Text segment:
Acupuncture is a technique that is used to stimulate specific points on your body. This is often done by inserting tiny needles through your skin. Acupuncture is one of the top practices in traditional Chinese Medicine. Acupuncture has been shown to be effective in relieving pain.
Acupuncture and Pain Management
Acupuncture has gained popularity in the United States in recent years. There has been a significant increase in the estimated number of visits to alternative medicine practitioners, including acupuncture practitioners, which has exceeded the total visits to primary care providers. The growing interest in alternative medicine including acupuncture may be in part due to the lack of satisfactory results to conventional medicine for certain medical conditions, including pain.
Pain is probably the biggest reason patients seek medical attention. Pain is a chief complaint in numerous disorders that cause difficulty in an individual’s daily activities and functions. Analgesics, also known as pain killers, can help relieve some pain but individual sensitivity to pain and individual response to pharmaceuticals can vary among patients. A common analgesic, morphine, has pain relieving qualities but some patients experience inadequate pain relief and demand an increased dosage or suffer from significant side effects.
Pain is a major health problem that can cause serious social and economic consequences. The average annual cost of pain management in the United States in 2010 was $560-635 billion but does not include the cost of pain management affecting institutionalized individuals.
Acupuncture has a long history in traditional medicine and has been shown to be effective in pain management. There are multiple techniques that can provide pain management for many individuals including the use of standard acupuncture points on the extremities, the scalp, and the ear. Acupuncture is the stimulation of specific acupoints on the body using acupuncture needles and is used to relieve persistent pain. There is an important feature of acupuncture and that is there are chosen acupoints that are used to reflect a patient's individual characteristics.
One of the advantages of acupuncture over medications is that the effect is more specific to pain management without many other unintended consequences produced by the currently available pharmaceuticals.

Brief A: According to the text on acupuncture and pain management, what was the average annual cost of pain management in the United States in 2010?
Brief B: Summarize the text on acupuncture and pain management in two sentences.
Brief C: Carry the text on acupuncture and pain management forward from its final sentence.

Source data:
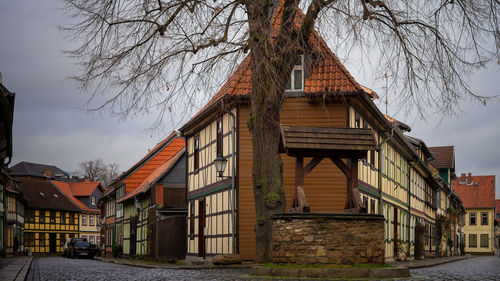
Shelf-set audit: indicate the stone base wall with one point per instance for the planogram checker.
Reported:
(328, 238)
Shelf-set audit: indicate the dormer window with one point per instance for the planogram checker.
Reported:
(296, 82)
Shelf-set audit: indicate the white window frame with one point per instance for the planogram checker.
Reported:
(292, 76)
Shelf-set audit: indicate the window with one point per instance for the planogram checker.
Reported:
(357, 120)
(41, 217)
(41, 237)
(484, 240)
(484, 218)
(296, 82)
(372, 157)
(30, 239)
(472, 219)
(472, 240)
(220, 137)
(30, 216)
(191, 220)
(196, 152)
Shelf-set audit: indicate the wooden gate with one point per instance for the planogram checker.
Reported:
(133, 235)
(172, 233)
(152, 237)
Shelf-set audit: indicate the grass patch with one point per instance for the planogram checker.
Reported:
(357, 265)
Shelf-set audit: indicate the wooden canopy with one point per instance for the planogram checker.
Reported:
(332, 143)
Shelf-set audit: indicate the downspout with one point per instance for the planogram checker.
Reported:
(409, 205)
(233, 173)
(380, 169)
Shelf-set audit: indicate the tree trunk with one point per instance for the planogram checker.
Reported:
(271, 65)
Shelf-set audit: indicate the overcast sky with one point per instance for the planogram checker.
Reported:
(51, 128)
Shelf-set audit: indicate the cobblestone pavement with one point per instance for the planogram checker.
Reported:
(56, 268)
(478, 268)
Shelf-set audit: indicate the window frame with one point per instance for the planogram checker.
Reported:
(472, 215)
(482, 218)
(219, 126)
(471, 245)
(487, 244)
(291, 80)
(196, 152)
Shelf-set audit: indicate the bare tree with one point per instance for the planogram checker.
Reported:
(97, 170)
(158, 53)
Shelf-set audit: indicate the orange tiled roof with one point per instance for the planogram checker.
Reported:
(444, 157)
(475, 191)
(497, 208)
(328, 74)
(65, 188)
(84, 188)
(154, 176)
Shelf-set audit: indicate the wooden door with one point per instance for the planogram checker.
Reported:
(133, 235)
(201, 228)
(52, 242)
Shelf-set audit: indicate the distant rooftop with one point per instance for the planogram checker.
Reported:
(37, 170)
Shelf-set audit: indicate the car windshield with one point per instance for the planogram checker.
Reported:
(82, 244)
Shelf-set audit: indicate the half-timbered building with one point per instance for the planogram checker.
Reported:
(130, 225)
(50, 216)
(390, 177)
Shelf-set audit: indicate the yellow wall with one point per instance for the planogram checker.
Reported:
(478, 229)
(41, 232)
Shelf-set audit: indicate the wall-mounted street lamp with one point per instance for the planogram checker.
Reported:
(220, 165)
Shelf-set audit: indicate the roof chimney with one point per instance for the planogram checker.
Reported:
(47, 173)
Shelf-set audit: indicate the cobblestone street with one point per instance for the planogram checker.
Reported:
(56, 268)
(480, 268)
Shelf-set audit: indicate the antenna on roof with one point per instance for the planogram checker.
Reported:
(386, 93)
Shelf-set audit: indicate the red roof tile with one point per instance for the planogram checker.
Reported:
(84, 188)
(156, 175)
(444, 157)
(475, 191)
(65, 187)
(497, 208)
(327, 75)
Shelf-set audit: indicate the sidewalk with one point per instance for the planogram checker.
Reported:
(428, 262)
(14, 269)
(180, 265)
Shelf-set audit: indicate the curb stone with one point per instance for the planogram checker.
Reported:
(23, 272)
(332, 272)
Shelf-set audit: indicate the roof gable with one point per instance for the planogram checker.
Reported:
(162, 152)
(155, 176)
(475, 191)
(42, 194)
(327, 74)
(444, 157)
(35, 170)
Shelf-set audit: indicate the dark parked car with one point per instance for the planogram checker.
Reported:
(94, 249)
(80, 249)
(68, 243)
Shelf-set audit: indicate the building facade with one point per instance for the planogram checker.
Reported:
(50, 216)
(478, 196)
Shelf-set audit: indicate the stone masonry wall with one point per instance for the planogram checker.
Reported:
(328, 239)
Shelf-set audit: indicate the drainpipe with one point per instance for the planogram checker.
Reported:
(409, 204)
(380, 169)
(233, 173)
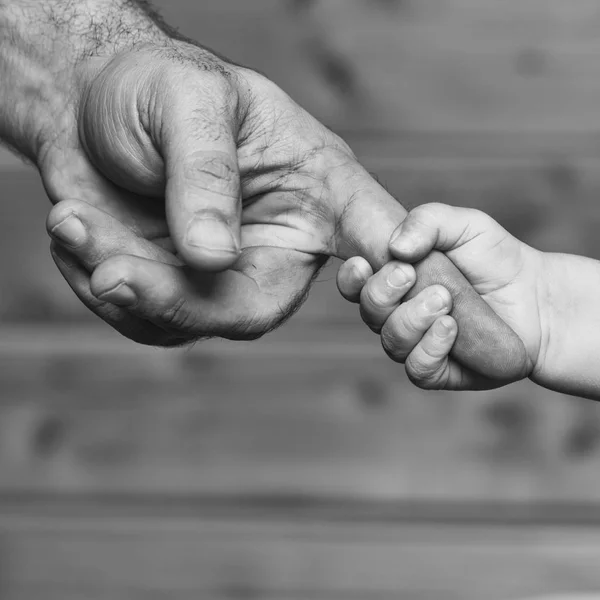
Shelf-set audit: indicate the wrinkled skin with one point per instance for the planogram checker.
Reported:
(162, 134)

Exercise answer A: $560-635 billion, not including the cost for institutionalized individuals.

Exercise answer B: Acupuncture, one of the top practices in traditional Chinese medicine, stimulates specific points on the body, often with tiny needles, and has been shown to be effective in relieving pain. Its popularity in the United States has grown, possibly in part because conventional medicine gives unsatisfactory results for certain conditions, including pain, and its effect is more specific to pain management than that of currently available pharmaceuticals.

Exercise answer C:
Acupuncture points were discovered by comparing given pathology to referred “ashi” or sore points according to Chinese Medicine. A theory, called the Melzack & Wall Gate Control Theory, states that puncturing the skin with acupuncture needles introduces foreign bodies to enter subcutaneously. This stimulus causes an immune response to various locations which accounts for the lymphatic system’s role in pain management. There is also a Hilton’s Law that states that stimulating skin nerves at joints causes affects deeper in the joints itself. This theory
Applies to acupuncture points when the needles are placed at or around pain points. These points serve to transmit nerve impulses deep beneath the skin giving a therapeutic effect, including pain relief.
Dr. Miltiades Karavis states, “We can explain the action of acupuncture in acute and chronic pain syndromes, in addiction, and in psychiatric disease through the role of central neurotransmitters and the modulatory systems that are activated by acupoints: opioid, non-opioid and central sympathetic inhibitory mechanisms.”
Research proves there is evidence for acupuncture’s ability to produce pain relief in relation to the central nervous system and the cardiovascular system. Terry Oleson, PhD, explains that acupuncture alters the sense of touch, which also alters feeling by its effect on “somatosensory sympathetic, or somatovisceral reflexes, improves circulation, yielding pain management. He also states, “if acupuncture is not real, then it should not affect the nervous system, excite the nucleus tractus solitaries to inhibit sympathetic tone, release endorphins, or work with periaqueductal gray -- all of which acupuncture does play a role in.”